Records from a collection

▽

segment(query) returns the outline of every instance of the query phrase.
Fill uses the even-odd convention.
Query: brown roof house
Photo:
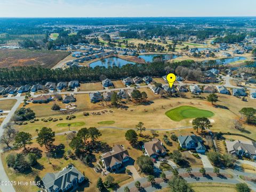
[[[111,151],[102,154],[101,160],[107,171],[115,171],[121,167],[124,166],[125,163],[133,159],[123,146],[116,145]]]
[[[51,95],[39,95],[33,98],[34,103],[46,103],[52,100]]]
[[[164,156],[166,154],[166,150],[163,146],[163,143],[158,139],[154,138],[152,141],[144,143],[145,155],[150,157],[156,158],[159,156]]]
[[[256,143],[254,141],[226,141],[229,154],[256,159]]]

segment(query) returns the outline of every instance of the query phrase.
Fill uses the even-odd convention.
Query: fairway
[[[167,111],[165,113],[165,115],[172,120],[180,121],[186,118],[199,117],[211,117],[214,114],[212,111],[199,109],[196,107],[181,106]]]

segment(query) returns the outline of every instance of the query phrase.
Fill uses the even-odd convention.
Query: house
[[[85,177],[76,167],[69,165],[56,173],[48,173],[42,179],[47,192],[67,191],[82,183]]]
[[[160,93],[160,91],[162,90],[161,88],[159,87],[150,87],[150,89],[152,90],[153,93],[154,94],[159,94]]]
[[[59,82],[57,84],[57,89],[58,90],[61,90],[62,89],[67,87],[67,83],[66,82]]]
[[[64,103],[68,103],[72,102],[76,102],[76,98],[74,97],[73,94],[70,95],[66,95],[64,96],[62,102]]]
[[[125,163],[132,158],[130,157],[128,151],[120,145],[116,145],[112,148],[111,151],[101,155],[101,161],[104,167],[108,171],[118,170]]]
[[[183,149],[194,150],[197,153],[204,154],[206,150],[201,137],[195,135],[179,136],[178,137],[180,146]]]
[[[130,85],[133,84],[133,80],[131,77],[125,78],[123,79],[123,82],[125,85]]]
[[[185,85],[178,85],[177,90],[180,92],[187,92],[188,91]]]
[[[206,85],[204,87],[204,93],[214,93],[215,91],[215,88],[212,85]]]
[[[47,82],[44,86],[49,90],[54,91],[56,89],[56,84],[55,83]]]
[[[149,77],[149,76],[146,76],[143,77],[143,81],[146,83],[150,83],[153,79],[152,79],[152,77]]]
[[[228,153],[256,159],[256,143],[252,141],[238,140],[226,141]]]
[[[256,77],[250,77],[248,78],[247,82],[250,83],[256,83]]]
[[[95,103],[102,100],[102,97],[99,92],[89,94],[90,100],[91,102]]]
[[[33,86],[32,86],[30,91],[32,92],[36,92],[39,90],[43,90],[43,85],[38,83],[36,85],[34,85]]]
[[[109,101],[111,100],[111,97],[113,94],[113,92],[109,91],[103,93],[103,98],[104,101]]]
[[[52,100],[51,95],[39,95],[33,98],[34,103],[46,103]]]
[[[103,80],[101,83],[102,84],[102,86],[105,87],[113,86],[113,83],[112,83],[110,79],[108,78]]]
[[[199,94],[202,92],[201,89],[197,85],[189,86],[189,90],[193,94]]]
[[[30,90],[31,86],[29,85],[23,85],[21,86],[20,87],[19,87],[18,89],[18,92],[19,93],[26,93]]]
[[[166,154],[166,150],[163,146],[163,143],[156,138],[152,139],[152,141],[145,142],[142,148],[145,149],[145,155],[152,158],[164,156]]]
[[[127,99],[129,97],[129,95],[128,95],[128,93],[127,93],[125,91],[123,90],[119,90],[117,92],[117,96],[119,98],[122,99]]]
[[[216,88],[217,89],[218,92],[221,94],[229,94],[229,92],[228,90],[226,88],[225,86],[223,85],[217,85],[216,86]]]
[[[68,82],[68,87],[70,89],[74,89],[79,86],[79,82],[78,81],[71,81]]]

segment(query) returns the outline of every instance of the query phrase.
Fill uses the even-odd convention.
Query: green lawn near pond
[[[74,122],[74,123],[59,123],[59,124],[57,124],[57,126],[59,126],[59,127],[68,126],[68,124],[69,123],[70,124],[70,127],[79,126],[83,126],[83,125],[85,125],[85,123],[83,122]]]
[[[180,106],[171,109],[165,113],[165,115],[171,119],[180,121],[186,118],[199,117],[211,117],[214,114],[207,110],[203,110],[190,106]]]
[[[114,121],[106,121],[98,122],[98,124],[100,125],[111,125],[115,123]]]

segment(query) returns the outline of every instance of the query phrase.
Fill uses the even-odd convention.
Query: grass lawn
[[[111,125],[115,123],[115,121],[106,121],[98,122],[100,125]]]
[[[59,123],[57,124],[56,126],[59,127],[67,127],[68,126],[68,124],[69,123],[70,124],[70,127],[79,126],[83,126],[85,125],[85,123],[81,122],[73,122],[73,123]]]
[[[165,113],[171,119],[175,121],[180,121],[186,118],[191,118],[199,117],[211,117],[214,114],[212,111],[202,110],[196,107],[190,106],[180,106],[171,109]]]
[[[7,99],[0,101],[0,110],[10,110],[15,105],[17,100],[16,99]]]

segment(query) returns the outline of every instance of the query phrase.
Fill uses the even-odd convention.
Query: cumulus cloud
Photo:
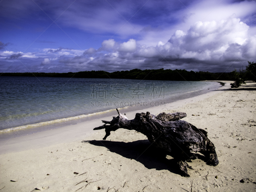
[[[44,59],[44,60],[41,63],[41,65],[45,65],[48,64],[50,64],[51,63],[51,60],[49,58],[45,58]]]
[[[249,29],[236,18],[198,21],[186,32],[176,30],[165,43],[147,46],[132,39],[121,43],[110,39],[102,42],[93,60],[84,55],[60,62],[86,62],[87,67],[108,71],[156,67],[219,72],[232,64],[230,71],[256,59],[256,36],[250,35]]]
[[[10,43],[9,43],[4,44],[3,43],[0,41],[0,50],[3,50],[4,49],[5,47],[7,46],[9,44],[10,44]]]
[[[92,47],[91,47],[85,51],[84,52],[84,54],[85,55],[86,54],[91,55],[94,54],[97,52],[97,50],[95,49]]]
[[[136,50],[136,40],[133,39],[129,39],[127,42],[120,44],[119,51],[126,52],[133,52]]]

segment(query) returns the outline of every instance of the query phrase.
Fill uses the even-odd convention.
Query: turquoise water
[[[205,82],[0,76],[0,130],[93,117],[118,108],[130,111],[164,106],[220,86]]]

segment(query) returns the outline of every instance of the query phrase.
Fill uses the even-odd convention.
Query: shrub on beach
[[[236,69],[231,72],[234,83],[230,84],[231,88],[237,88],[242,84],[246,84],[245,82],[246,77],[245,70],[243,68],[240,69],[239,72],[237,72]]]
[[[248,80],[256,81],[256,63],[254,61],[248,61],[248,66],[246,67],[247,78]]]

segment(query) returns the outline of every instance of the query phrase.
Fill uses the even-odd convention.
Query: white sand
[[[221,89],[229,88],[230,83]],[[190,191],[193,181],[193,191],[255,191],[255,87],[256,84],[249,83],[237,90],[214,91],[168,104],[166,108],[126,113],[132,119],[136,113],[146,111],[156,115],[185,112],[187,116],[182,120],[207,128],[220,164],[212,167],[193,160],[188,163],[194,169],[189,170],[190,177],[177,174],[172,157],[149,147],[141,133],[120,129],[102,141],[104,130],[92,130],[102,124],[96,119],[0,141],[0,190],[106,192],[109,187],[113,188],[110,192],[118,188],[141,192],[147,186],[145,192]],[[244,183],[240,182],[242,179]],[[88,181],[76,185],[84,180]]]

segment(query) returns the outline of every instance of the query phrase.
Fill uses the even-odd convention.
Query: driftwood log
[[[197,158],[196,152],[205,157],[208,164],[215,166],[219,164],[214,145],[207,137],[207,132],[193,125],[179,120],[187,116],[185,113],[162,113],[156,116],[149,112],[137,113],[134,119],[129,120],[124,114],[116,109],[118,116],[113,117],[111,121],[102,120],[103,125],[93,130],[105,129],[106,140],[111,131],[119,128],[135,130],[145,135],[155,146],[165,149],[176,160],[182,176],[189,177],[188,168],[192,169],[187,161]],[[109,125],[107,124],[109,124]]]

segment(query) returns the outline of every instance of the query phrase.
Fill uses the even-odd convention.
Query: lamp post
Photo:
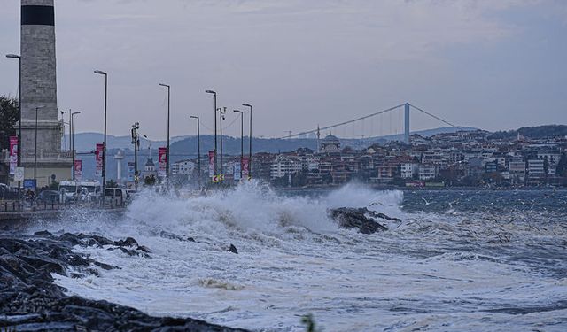
[[[17,58],[19,63],[18,79],[18,112],[19,120],[18,121],[18,167],[21,167],[21,57],[17,54],[6,54],[6,58]],[[19,197],[19,187],[21,181],[18,181],[18,197]]]
[[[167,146],[166,147],[166,176],[167,177],[167,188],[169,188],[169,102],[170,102],[170,89],[167,84],[159,83],[160,86],[167,88]]]
[[[245,120],[242,111],[233,110],[236,113],[240,113],[240,181],[242,181],[242,159],[245,155]]]
[[[191,115],[191,119],[197,119],[197,171],[198,179],[198,189],[201,189],[201,129],[199,119]]]
[[[206,90],[206,93],[213,94],[214,97],[214,175],[217,174],[217,164],[216,164],[216,92],[213,90]]]
[[[103,71],[96,70],[95,73],[105,75],[105,135],[103,140],[103,205],[105,205],[105,192],[106,189],[106,105],[108,104],[108,74]]]
[[[136,122],[132,125],[132,144],[134,144],[134,189],[138,189],[138,148],[140,147],[140,139],[138,138],[138,129],[140,123]]]
[[[37,191],[37,112],[41,107],[35,107],[35,139],[34,143],[34,181]]]
[[[250,134],[248,134],[248,177],[252,178],[252,105],[250,104],[243,104],[242,105],[250,108]]]
[[[221,120],[221,180],[222,180],[222,120],[224,120],[224,113],[227,112],[227,108],[219,108],[219,112],[221,113],[219,117]]]
[[[81,114],[81,112],[77,111],[77,112],[72,112],[71,120],[69,122],[69,128],[71,130],[71,137],[69,137],[69,139],[71,140],[71,154],[73,155],[73,174],[71,174],[71,177],[73,180],[75,180],[74,179],[74,122],[73,117],[76,114]]]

△

Problem details:
Collect every line of the records above that contains the string "lawn". Treat case as significant.

Solved exercise:
Query: green lawn near pond
Query: grass lawn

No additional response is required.